→ EXERCISE BRIEF:
The answer must consist of every line from the data that holds "pedestal".

→ RECORDS FOR THE EXERCISE:

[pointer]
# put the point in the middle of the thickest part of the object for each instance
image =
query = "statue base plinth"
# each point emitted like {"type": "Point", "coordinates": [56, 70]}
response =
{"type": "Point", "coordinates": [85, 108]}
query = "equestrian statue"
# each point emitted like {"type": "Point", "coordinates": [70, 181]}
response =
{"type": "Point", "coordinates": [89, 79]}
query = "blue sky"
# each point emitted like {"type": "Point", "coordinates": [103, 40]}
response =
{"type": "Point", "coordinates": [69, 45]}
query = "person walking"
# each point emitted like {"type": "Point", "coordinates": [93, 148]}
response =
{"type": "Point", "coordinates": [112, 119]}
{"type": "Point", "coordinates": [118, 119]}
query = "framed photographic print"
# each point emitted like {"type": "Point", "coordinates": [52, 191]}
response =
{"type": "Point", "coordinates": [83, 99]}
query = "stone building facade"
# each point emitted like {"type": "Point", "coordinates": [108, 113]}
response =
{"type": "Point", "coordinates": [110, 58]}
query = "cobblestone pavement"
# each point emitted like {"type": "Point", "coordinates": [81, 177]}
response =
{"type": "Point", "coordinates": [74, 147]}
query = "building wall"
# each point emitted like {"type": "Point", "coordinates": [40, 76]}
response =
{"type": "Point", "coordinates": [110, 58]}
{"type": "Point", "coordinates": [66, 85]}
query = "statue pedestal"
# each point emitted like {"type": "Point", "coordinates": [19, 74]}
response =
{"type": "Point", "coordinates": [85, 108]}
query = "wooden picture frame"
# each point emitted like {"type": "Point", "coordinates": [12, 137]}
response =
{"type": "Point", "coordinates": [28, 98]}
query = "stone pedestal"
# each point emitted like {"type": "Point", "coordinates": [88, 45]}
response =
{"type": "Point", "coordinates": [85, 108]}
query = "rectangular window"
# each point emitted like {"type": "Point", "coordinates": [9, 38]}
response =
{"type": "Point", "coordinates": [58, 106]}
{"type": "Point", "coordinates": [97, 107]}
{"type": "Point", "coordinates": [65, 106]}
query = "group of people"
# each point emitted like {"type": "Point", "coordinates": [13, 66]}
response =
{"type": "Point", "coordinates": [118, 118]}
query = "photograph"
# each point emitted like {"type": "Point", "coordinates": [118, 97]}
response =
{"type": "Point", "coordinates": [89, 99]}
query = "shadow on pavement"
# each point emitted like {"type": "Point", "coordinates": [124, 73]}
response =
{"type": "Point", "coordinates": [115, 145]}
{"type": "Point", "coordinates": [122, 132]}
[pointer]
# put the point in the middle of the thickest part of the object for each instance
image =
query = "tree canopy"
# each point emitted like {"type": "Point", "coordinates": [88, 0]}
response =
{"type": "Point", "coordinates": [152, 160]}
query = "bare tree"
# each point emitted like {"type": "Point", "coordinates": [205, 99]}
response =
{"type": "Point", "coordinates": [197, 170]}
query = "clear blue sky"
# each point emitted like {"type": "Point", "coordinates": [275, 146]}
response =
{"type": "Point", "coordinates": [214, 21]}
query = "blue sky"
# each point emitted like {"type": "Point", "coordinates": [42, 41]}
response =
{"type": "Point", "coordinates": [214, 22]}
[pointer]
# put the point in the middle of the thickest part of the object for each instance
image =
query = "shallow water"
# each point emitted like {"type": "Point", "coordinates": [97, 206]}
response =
--
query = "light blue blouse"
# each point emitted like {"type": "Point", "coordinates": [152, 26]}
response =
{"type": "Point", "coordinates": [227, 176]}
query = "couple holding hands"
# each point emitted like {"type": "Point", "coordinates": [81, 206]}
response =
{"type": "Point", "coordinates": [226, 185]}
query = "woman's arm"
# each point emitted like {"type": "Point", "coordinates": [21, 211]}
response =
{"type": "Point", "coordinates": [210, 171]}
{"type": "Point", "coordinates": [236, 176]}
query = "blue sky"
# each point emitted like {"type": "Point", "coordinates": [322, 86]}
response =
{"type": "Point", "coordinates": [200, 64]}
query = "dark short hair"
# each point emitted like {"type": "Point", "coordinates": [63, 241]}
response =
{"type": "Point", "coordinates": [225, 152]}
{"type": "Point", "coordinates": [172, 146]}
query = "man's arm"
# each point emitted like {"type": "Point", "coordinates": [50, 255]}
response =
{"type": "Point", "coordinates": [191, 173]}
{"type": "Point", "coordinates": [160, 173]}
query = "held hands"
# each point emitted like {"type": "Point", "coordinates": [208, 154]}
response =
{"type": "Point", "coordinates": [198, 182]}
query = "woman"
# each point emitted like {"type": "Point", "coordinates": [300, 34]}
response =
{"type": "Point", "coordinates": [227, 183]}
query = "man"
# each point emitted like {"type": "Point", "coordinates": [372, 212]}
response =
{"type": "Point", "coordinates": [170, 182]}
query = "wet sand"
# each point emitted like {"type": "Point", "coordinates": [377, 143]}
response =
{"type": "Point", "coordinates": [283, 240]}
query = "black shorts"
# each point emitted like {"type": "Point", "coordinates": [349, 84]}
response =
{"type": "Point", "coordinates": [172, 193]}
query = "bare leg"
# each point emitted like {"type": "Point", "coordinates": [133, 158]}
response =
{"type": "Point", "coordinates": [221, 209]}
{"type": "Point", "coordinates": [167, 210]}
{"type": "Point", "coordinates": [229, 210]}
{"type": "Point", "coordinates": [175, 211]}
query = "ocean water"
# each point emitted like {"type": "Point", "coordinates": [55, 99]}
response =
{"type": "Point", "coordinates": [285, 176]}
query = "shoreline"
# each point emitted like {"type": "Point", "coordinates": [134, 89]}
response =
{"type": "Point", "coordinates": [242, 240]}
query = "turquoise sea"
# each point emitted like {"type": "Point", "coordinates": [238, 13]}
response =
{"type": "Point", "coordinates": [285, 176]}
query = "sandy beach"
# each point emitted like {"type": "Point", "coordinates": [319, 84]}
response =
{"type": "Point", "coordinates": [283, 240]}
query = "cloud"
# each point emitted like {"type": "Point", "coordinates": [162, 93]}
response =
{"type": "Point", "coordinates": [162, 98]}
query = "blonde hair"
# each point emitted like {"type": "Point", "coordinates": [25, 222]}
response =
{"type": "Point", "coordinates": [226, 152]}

→ SOLUTION:
query = "statue pedestal"
query = "stone pedestal"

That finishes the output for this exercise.